● **Objective**
The lines to be copied run from the one containing "the black handbag" to the end of the material below; reproduce them exactly, including both ends, and nothing more.

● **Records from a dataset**
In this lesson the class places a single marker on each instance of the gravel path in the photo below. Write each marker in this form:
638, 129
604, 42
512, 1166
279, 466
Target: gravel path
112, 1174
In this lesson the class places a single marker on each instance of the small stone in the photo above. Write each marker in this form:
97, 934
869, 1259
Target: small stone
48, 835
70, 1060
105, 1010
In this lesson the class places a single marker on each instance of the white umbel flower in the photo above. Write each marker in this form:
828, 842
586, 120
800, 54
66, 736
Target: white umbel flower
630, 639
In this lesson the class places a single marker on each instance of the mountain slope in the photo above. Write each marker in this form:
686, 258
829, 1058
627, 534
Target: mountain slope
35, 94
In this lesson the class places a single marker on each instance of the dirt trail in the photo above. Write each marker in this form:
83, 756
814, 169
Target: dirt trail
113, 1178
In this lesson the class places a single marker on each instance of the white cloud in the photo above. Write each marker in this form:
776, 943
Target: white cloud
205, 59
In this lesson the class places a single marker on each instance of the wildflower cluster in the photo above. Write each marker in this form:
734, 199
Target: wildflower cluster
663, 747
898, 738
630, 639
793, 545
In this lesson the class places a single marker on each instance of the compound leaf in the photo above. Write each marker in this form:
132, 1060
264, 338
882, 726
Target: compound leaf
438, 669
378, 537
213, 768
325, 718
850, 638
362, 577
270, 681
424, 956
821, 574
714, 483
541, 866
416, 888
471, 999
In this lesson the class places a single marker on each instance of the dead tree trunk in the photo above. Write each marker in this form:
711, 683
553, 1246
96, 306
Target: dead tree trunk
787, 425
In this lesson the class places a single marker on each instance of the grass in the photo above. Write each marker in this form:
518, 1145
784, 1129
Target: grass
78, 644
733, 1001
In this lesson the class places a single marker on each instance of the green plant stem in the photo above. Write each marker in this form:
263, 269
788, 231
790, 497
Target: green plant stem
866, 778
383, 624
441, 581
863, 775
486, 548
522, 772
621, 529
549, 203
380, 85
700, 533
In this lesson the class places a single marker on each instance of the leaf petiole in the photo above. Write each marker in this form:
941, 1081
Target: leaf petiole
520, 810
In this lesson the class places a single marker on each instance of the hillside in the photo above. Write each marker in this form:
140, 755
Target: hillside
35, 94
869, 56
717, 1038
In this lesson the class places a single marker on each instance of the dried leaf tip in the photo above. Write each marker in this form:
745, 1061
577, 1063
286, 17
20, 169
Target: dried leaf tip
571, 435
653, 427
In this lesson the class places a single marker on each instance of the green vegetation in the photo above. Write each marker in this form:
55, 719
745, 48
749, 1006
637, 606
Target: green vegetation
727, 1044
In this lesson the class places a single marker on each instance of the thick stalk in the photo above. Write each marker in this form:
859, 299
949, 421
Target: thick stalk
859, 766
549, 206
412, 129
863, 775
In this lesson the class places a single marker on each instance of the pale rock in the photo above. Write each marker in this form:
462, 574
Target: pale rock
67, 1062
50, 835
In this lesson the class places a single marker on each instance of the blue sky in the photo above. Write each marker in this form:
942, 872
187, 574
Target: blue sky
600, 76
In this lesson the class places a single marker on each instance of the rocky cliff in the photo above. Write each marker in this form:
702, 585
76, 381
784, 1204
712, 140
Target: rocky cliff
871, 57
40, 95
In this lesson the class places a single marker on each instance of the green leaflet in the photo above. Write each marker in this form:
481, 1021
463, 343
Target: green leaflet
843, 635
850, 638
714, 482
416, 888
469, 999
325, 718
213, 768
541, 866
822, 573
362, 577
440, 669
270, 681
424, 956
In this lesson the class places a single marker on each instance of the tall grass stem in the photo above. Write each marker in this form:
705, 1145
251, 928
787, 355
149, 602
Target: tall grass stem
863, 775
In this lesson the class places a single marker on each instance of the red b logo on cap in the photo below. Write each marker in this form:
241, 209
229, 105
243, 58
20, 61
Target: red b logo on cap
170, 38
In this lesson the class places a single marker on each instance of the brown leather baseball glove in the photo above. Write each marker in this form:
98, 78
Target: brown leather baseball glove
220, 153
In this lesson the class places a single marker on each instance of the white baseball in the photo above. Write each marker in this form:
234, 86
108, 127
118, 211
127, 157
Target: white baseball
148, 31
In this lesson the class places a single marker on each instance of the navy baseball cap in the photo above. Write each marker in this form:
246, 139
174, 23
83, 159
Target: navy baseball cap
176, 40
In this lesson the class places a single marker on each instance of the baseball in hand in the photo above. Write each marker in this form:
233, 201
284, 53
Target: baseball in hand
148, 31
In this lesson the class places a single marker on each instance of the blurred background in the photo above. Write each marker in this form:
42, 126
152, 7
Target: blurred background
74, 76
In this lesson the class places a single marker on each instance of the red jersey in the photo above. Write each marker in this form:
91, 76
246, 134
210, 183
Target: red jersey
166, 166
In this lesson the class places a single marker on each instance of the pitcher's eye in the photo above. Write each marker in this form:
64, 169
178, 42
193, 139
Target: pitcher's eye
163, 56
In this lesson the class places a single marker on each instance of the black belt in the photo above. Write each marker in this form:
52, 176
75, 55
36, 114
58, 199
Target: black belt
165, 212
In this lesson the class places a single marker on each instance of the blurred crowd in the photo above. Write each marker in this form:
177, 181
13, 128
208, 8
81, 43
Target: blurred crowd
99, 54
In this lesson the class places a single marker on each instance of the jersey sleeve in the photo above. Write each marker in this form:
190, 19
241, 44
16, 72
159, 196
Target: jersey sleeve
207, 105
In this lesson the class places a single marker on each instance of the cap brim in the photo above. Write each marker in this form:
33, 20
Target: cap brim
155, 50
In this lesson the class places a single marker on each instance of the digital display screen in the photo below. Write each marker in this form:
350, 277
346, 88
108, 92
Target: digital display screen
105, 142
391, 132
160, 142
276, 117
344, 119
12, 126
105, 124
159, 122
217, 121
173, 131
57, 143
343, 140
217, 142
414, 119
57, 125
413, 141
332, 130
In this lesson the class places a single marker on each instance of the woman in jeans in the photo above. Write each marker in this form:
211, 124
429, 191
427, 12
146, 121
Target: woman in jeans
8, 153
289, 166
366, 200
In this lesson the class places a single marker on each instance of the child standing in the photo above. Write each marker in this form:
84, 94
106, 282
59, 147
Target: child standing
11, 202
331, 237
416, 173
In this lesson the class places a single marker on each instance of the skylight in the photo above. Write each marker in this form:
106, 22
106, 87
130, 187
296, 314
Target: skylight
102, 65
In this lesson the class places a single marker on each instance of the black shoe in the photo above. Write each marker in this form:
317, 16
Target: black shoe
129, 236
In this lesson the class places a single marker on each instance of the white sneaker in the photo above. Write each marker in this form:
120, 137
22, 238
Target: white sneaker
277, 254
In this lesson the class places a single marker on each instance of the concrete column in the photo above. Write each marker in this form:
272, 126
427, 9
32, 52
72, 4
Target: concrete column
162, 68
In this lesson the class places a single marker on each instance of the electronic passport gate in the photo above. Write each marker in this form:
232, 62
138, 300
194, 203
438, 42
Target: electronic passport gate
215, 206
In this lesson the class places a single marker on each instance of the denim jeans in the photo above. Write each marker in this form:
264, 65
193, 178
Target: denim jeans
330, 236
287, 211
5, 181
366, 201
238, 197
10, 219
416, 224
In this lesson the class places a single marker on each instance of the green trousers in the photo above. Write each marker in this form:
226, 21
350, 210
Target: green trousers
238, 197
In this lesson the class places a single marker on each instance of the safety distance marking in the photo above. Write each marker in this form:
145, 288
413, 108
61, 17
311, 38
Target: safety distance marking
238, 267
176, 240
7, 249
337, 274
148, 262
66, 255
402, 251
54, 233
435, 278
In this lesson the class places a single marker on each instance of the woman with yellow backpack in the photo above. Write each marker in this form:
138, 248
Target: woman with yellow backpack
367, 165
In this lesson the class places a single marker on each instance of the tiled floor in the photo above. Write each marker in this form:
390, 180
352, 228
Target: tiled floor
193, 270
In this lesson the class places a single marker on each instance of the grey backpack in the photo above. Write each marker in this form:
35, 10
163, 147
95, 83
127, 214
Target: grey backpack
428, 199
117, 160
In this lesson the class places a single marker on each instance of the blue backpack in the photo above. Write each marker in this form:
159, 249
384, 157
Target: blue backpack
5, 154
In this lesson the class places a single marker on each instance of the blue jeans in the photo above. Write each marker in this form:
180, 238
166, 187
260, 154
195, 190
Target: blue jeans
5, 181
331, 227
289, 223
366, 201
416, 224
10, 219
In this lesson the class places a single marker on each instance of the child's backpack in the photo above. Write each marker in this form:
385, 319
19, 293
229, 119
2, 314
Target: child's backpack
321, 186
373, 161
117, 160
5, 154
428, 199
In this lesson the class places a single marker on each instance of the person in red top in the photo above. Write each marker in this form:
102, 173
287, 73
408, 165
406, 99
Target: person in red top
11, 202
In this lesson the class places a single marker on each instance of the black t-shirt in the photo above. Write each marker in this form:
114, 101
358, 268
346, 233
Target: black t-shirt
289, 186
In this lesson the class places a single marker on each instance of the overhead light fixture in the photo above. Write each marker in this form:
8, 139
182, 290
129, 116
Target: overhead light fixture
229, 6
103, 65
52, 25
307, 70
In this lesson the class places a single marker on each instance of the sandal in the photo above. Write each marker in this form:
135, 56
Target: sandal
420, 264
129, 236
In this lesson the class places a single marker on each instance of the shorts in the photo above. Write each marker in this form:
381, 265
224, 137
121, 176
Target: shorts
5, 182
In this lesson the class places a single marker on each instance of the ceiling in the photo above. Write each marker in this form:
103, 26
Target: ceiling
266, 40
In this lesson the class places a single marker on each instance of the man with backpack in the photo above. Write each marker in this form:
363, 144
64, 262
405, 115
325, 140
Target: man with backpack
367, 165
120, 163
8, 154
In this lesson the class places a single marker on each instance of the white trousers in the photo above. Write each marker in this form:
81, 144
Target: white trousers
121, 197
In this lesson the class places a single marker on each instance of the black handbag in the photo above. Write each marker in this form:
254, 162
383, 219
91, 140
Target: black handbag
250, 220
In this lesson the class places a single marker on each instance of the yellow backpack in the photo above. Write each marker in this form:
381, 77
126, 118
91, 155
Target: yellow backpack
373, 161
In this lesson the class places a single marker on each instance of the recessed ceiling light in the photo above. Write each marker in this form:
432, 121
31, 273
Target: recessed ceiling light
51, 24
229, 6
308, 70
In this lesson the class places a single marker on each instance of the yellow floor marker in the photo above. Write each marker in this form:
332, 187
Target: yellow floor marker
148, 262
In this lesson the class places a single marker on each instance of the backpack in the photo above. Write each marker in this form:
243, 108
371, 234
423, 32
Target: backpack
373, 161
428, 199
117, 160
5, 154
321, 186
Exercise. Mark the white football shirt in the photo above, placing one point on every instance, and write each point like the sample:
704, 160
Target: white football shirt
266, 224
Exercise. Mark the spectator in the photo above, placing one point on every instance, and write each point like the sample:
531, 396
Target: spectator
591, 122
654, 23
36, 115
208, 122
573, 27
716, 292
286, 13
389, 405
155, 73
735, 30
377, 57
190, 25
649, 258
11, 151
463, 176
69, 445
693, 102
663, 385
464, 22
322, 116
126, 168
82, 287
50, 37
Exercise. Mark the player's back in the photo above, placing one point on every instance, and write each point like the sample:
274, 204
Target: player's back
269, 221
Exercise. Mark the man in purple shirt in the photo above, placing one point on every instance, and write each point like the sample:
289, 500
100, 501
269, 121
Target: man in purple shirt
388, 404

● **Final result**
In this lesson the class places a single marker on each instance of the black handbag in the photo above. Write each marker in this form:
254, 162
383, 219
91, 140
Target: black handbag
250, 220
In this lesson the class places a single marker on each instance of the yellow backpack in the photo above. Write each marker in this form:
381, 77
126, 118
91, 155
Target: yellow backpack
373, 161
In this lesson the class places a single marker on each instance of the recessed ceiling light in the photo above. Write each marker in this form:
432, 121
31, 273
Target: recessed ceiling light
51, 24
229, 6
308, 70
In this lesson the class places a single marker on each instance of the yellow floor marker in the photo above. Write each marker in this form:
332, 187
Target: yellow floor marker
148, 262
In this lesson the class places a single marker on each instance of the backpack in the photo above. Write each marker in this form:
243, 108
371, 234
423, 32
Target: backpack
373, 161
428, 199
117, 160
5, 154
321, 186
Exercise. Mark the white football shirt in the photo above, placing one point on every instance, and write each point like the sample:
704, 160
Target: white football shirt
266, 224
Exercise. Mark the spectator in the photo above, placing one point on every instance, and write each point like the sample:
531, 396
Target: spectator
591, 122
654, 23
36, 115
208, 122
573, 27
716, 292
286, 13
389, 405
155, 73
735, 30
377, 57
190, 25
649, 258
11, 151
463, 176
69, 445
693, 102
663, 385
464, 22
322, 116
126, 168
82, 287
50, 37
Exercise. Mark the player's back in the photo above, placing one point on every instance, and write each point like the sample:
274, 204
Target: player's back
269, 221
Exercise. Mark the man in purple shirt in the photo above, placing one point on every instance, and write each point like the sample:
289, 500
100, 501
269, 121
Target: man in purple shirt
388, 404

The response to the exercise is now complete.